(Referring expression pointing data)
★ ★ ★ ★ ★

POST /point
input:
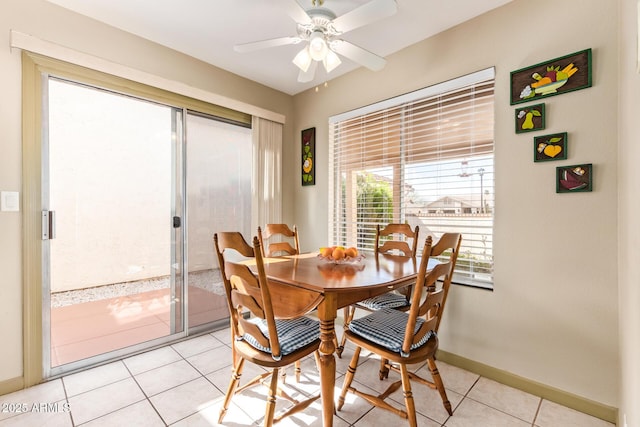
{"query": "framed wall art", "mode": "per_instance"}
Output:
(553, 77)
(574, 179)
(530, 118)
(308, 156)
(550, 147)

★ ★ ★ ★ ★

▶ _WORK REQUIRED_
Reproduce all entries without any change, and omit the pictures.

▶ _EXERCISE RESULT_
POST /point
input:
{"query": "framed wall art", "mode": "per_instance"}
Output:
(553, 77)
(574, 179)
(530, 118)
(308, 156)
(550, 147)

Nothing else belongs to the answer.